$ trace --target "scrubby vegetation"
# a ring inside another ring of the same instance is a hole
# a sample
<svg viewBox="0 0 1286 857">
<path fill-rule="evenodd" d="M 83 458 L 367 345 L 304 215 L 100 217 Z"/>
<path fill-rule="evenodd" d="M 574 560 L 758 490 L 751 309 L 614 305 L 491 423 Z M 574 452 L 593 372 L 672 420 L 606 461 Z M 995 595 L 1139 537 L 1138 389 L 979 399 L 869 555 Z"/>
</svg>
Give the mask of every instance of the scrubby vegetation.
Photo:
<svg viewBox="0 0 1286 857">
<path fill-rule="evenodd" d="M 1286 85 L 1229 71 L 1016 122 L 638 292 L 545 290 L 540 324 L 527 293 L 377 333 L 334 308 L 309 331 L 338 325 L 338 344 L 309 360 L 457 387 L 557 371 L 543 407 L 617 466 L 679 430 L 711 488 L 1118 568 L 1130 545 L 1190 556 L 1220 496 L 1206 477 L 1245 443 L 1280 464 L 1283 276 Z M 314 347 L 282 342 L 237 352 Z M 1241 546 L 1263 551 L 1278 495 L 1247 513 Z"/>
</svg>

- - - -

### [Exercise brief]
Render every line of the entries above as a Markdown table with the columns "No." and "Text," numbering the rows and omitting blank lines.

### [Result for this exercise]
| No. | Text |
|---|---|
| 1 | $ trace --target "scrubby vegetation" |
| 2 | # a ring inside another ring of the same instance is a hole |
| 3 | # a sample |
| 4 | <svg viewBox="0 0 1286 857"> |
| 5 | <path fill-rule="evenodd" d="M 83 458 L 367 345 L 304 215 L 100 217 Z"/> |
| 6 | <path fill-rule="evenodd" d="M 574 560 L 758 490 L 751 309 L 614 305 L 491 423 Z M 574 452 L 593 372 L 672 420 L 606 461 Z M 995 595 L 1139 537 L 1138 389 L 979 399 L 869 555 Z"/> |
| 7 | </svg> |
| 8 | Give the mask of every instance of the scrubby vegetation. |
| 9 | Photo: |
| 10 | <svg viewBox="0 0 1286 857"> |
| 11 | <path fill-rule="evenodd" d="M 1286 85 L 1229 71 L 1016 122 L 638 292 L 545 290 L 540 324 L 527 293 L 377 333 L 334 308 L 309 331 L 338 325 L 338 344 L 309 360 L 457 387 L 557 371 L 543 407 L 617 466 L 679 430 L 711 488 L 1118 568 L 1130 545 L 1190 556 L 1220 496 L 1206 477 L 1245 443 L 1280 464 L 1283 276 Z M 314 347 L 282 342 L 237 352 Z M 1241 546 L 1263 551 L 1278 495 L 1247 513 Z"/> |
| 12 | </svg> |